● **做什么 1**
在讲 Rust 和 protobuf 的文本片段里,作者说自己当前用的是哪个版本?
● **做什么 2**
请把讲 Rust 和 protobuf 的文本片段从最后一行往下接着写。

━━ 文本片段

如果想自己手工安装protobuf相关依赖可以安装如下步骤:
cargo install protobuf
cargo install protobuf-codegen
注意:我当前使用的是v2.6.2
找一个文件试试
这是我从libra中抠出来的,非源文件,位于transaction.proto.
syntax = "proto3";
package types;
// Account state as a whole.
// After execution, updates to accounts are passed in this form to storage for
// persistence.
message AccountState {
// Account address
bytes address = 1;
// Account state blob
bytes blob = 2;
}
运行下面的命令:protoc --rust_out . accountstate.proto
可以看到目录下会多出来一个accountstate.rs
简单看一下生成的AccountState结构体
#[derive(PartialEq,Clone,Default)]
pub struct AccountState {
// message fields
pub address: ::std::vec::Vec<u8>,
pub blob: ::std::vec::Vec<u8>,
// special fields
pub unknown_fields: ::protobuf::UnknownFields,
pub cached_size: ::protobuf::CachedSize,
}
impl<'a> ::std::default::Default for &'a AccountState {
fn default() -> &'a AccountState {
<AccountState as ::protobuf::Message>::default_instance()
}
}
impl AccountState {
pub fn new() -> AccountState {
::std::default::Default::default()

━━━━
━━ 给出的条目

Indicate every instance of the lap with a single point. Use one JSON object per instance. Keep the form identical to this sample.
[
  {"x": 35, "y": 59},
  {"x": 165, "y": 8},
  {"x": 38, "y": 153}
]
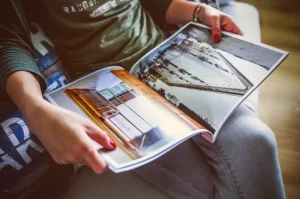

━━━━

● **结果 1**
v2.6.2

● **结果 2**
}
// bytes address = 1;
pub fn get_address(&self) -> &[u8] {
&self.address
}
pub fn clear_address(&mut self) {
self.address.clear();
}
// Param is passed by value, moved
pub fn set_address(&mut self, v: ::std::vec::Vec<u8>) {
self.address = v;
}
// Mutable pointer to the field.
// If field is not initialized, it is initialized with default value first.
pub fn mut_address(&mut self) -> &mut ::std::vec::Vec<u8> {
&mut self.address
}
// Take field
pub fn take_address(&mut self) -> ::std::vec::Vec<u8> {
::std::mem::replace(&mut self.address, ::std::vec::Vec::new())
}
// bytes blob = 2;
pub fn get_blob(&self) -> &[u8] {
&self.blob
}
pub fn clear_blob(&mut self) {
self.blob.clear();
}
// Param is passed by value, moved
pub fn set_blob(&mut self, v: ::std::vec::Vec<u8>) {
self.blob = v;
}
// Mutable pointer to the field.
// If field is not initialized, it is initialized with default value first.
pub fn mut_blob(&mut self) -> &mut ::std::vec::Vec<u8> {
&mut self.blob
}
// Take field
pub fn take_blob(&mut self) -> ::std::vec::Vec<u8> {
::std::mem::replace(&mut self.blob, ::std::vec::Vec::new())
}
}
除了这些,还为AccountState自动生成了protobuf::Message,protobuf::Clear和std::fmt::Debug接口.
注意如果是Service的话,一样会自动生成一个_grpc.rs文件,用于服务的实现.
利用build.rs自动将proto编译成rs
rust在工程化方面做的非常友好,我们可以编译的过程都可以介入.
也就是如果我们的项目目录下有build.rs,那么在运行cargo build之前会自动编译然后运行此程序. 相当于在项目目录下运行cargo run build.rs然后再去build.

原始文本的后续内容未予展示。